**DIRECTIONS FOR THIS TASK:**
Report each line of the entries that contains the word "block", copied in full.
SUPPLIED MATERIAL: Begin
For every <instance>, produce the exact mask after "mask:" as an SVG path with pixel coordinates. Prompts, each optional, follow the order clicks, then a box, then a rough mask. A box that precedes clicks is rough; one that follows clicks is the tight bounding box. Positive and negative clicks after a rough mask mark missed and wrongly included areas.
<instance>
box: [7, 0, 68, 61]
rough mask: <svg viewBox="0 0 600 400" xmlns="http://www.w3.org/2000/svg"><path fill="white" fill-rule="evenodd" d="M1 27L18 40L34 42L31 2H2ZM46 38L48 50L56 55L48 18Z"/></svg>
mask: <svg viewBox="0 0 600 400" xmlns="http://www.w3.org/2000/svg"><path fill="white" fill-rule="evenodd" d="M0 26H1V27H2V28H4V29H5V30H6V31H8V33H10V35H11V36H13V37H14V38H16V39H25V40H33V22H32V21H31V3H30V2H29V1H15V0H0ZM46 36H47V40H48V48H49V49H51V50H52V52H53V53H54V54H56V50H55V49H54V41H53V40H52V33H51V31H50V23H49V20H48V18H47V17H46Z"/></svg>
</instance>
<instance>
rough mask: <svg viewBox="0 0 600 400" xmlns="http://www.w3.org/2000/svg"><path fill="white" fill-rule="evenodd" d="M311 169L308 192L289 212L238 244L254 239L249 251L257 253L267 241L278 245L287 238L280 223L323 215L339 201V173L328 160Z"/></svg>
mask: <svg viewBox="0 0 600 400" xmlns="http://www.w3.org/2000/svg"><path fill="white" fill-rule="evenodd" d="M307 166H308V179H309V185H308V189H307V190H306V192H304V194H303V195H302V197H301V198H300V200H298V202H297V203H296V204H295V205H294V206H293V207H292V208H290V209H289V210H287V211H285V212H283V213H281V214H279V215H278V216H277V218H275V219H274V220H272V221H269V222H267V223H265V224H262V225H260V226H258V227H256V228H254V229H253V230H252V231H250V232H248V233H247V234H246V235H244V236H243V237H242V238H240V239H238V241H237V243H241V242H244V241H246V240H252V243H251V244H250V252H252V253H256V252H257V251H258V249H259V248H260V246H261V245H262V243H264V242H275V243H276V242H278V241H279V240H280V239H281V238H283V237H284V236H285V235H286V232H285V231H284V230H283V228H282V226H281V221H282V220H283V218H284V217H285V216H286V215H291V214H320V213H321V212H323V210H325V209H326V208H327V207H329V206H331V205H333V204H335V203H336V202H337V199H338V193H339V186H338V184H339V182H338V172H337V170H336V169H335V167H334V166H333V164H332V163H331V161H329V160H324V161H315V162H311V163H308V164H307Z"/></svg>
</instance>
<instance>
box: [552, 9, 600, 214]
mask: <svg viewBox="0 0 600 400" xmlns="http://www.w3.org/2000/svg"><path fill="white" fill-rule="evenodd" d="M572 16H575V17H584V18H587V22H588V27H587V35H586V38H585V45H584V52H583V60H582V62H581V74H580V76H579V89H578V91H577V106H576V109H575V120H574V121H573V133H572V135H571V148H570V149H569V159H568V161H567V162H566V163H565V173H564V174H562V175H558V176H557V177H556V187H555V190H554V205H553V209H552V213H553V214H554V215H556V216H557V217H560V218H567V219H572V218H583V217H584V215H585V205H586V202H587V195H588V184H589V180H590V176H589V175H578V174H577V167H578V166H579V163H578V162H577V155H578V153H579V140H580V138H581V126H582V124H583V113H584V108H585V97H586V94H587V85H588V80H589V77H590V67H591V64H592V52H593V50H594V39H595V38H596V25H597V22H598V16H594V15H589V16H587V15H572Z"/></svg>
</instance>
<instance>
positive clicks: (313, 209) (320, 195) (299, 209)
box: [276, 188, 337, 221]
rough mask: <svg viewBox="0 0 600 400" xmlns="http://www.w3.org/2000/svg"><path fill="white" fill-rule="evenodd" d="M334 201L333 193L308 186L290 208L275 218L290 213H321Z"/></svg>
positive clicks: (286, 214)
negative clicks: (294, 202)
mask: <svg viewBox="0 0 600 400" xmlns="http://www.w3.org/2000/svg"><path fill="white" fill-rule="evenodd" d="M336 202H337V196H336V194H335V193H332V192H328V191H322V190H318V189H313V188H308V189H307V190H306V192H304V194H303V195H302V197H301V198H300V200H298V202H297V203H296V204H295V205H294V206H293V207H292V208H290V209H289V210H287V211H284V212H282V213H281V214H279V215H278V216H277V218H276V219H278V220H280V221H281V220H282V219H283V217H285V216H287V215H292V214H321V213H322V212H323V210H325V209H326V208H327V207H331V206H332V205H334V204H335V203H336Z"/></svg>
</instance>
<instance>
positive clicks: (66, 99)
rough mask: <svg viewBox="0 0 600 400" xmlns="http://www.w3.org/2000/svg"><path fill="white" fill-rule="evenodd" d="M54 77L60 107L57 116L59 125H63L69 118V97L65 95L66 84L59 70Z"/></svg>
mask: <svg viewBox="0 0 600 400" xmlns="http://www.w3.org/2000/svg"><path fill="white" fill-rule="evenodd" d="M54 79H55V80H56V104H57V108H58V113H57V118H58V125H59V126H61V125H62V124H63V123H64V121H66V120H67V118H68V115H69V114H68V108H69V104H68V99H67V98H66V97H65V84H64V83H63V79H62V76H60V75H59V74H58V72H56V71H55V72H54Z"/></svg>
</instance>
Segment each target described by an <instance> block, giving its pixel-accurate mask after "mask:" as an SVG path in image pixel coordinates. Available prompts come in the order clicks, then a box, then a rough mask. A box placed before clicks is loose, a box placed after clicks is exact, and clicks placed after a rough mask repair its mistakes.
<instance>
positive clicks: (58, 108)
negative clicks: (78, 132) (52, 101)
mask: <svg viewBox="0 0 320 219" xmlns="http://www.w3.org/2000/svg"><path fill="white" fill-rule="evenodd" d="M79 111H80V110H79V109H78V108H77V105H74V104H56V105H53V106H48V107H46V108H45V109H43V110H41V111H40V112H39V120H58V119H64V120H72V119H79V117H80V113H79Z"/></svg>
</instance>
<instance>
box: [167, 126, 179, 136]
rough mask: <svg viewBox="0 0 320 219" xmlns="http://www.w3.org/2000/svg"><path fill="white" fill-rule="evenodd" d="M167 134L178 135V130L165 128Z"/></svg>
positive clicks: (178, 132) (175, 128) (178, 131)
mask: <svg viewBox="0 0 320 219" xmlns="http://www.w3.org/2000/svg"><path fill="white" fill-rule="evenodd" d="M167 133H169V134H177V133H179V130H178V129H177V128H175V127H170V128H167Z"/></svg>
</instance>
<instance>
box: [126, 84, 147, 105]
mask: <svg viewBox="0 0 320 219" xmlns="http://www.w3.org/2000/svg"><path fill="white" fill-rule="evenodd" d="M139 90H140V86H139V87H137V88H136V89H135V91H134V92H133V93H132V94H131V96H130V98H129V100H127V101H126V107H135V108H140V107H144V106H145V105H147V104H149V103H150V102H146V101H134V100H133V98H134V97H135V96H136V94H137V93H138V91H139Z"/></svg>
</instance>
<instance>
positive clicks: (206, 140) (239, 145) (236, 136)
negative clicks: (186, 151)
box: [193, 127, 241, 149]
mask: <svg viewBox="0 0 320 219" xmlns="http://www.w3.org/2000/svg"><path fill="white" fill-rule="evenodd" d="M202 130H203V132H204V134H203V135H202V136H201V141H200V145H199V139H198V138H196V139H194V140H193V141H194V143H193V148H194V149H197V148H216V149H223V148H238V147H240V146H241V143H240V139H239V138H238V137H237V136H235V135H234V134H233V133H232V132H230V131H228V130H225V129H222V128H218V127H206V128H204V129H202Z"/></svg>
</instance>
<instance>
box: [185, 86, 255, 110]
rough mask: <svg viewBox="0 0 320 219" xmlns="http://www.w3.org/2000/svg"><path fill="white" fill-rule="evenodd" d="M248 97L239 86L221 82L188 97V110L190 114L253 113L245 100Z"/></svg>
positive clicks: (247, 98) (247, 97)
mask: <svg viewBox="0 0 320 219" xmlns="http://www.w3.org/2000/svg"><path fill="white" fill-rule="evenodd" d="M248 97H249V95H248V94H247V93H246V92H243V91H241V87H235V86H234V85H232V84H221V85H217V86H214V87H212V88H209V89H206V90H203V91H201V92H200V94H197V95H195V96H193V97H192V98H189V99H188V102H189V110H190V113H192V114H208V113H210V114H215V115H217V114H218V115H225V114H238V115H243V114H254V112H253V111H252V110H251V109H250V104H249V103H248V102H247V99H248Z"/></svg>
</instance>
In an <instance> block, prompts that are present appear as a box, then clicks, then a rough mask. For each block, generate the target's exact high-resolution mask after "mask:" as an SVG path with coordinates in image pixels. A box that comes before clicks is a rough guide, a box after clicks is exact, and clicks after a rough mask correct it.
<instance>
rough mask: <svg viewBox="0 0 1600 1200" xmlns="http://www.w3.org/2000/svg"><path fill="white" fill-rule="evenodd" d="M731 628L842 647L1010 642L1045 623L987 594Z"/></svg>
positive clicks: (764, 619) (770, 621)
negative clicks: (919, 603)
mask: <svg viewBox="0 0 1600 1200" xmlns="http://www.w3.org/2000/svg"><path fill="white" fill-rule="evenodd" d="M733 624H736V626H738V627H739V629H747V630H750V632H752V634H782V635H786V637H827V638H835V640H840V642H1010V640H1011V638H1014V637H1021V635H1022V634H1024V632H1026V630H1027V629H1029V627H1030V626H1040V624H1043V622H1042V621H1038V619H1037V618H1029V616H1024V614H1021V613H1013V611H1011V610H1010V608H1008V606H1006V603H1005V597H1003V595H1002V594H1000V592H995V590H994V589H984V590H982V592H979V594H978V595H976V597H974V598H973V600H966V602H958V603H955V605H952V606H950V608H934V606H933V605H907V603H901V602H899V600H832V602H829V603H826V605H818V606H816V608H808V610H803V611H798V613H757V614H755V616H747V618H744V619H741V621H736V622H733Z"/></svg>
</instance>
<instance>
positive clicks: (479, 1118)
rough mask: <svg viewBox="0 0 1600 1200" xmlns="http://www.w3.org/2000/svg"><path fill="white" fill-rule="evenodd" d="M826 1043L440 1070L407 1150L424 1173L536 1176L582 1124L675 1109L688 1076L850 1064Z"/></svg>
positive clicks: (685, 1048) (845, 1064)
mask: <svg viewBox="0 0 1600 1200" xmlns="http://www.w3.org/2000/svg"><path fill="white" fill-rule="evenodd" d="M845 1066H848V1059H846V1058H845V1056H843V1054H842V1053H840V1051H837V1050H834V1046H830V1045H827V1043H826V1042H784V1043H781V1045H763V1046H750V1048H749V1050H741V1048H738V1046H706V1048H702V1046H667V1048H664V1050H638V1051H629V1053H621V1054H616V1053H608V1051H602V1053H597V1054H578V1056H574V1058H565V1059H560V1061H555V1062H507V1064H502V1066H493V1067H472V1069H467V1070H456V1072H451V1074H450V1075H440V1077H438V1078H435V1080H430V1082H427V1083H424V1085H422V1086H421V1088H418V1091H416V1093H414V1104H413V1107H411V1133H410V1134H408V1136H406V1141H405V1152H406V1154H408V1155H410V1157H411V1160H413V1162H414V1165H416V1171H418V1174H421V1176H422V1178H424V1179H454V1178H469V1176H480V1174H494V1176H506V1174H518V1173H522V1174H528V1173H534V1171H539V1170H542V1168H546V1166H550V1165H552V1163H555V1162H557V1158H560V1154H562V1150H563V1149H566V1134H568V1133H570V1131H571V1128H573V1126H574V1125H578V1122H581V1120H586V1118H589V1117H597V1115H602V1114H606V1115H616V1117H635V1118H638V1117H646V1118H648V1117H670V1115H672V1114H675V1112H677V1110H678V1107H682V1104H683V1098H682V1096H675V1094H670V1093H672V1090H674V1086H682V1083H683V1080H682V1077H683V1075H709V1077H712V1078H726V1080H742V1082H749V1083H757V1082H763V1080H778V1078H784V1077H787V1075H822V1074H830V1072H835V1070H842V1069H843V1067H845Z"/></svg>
SUPPLIED MATERIAL: End
**RESPONSE AREA:**
Segment each target described by an <instance> block, giving its pixel-accurate mask after "mask:" as an SVG path in image pixel coordinates. Available prompts come in the order clicks, then a box, then a rough mask. A box placed before clicks is loose, a box placed after clicks is exact, and clicks placed after a rough mask repair its mistakes.
In an <instance> block, prompts that are present appear as a box, then clicks, then a rough mask. For each block, generate the target's exact high-resolution mask after "mask:" as an SVG path with coordinates in image pixels. A box that comes before clicks is a rough guide, a box after clicks is exact, and clicks after a rough mask correct it.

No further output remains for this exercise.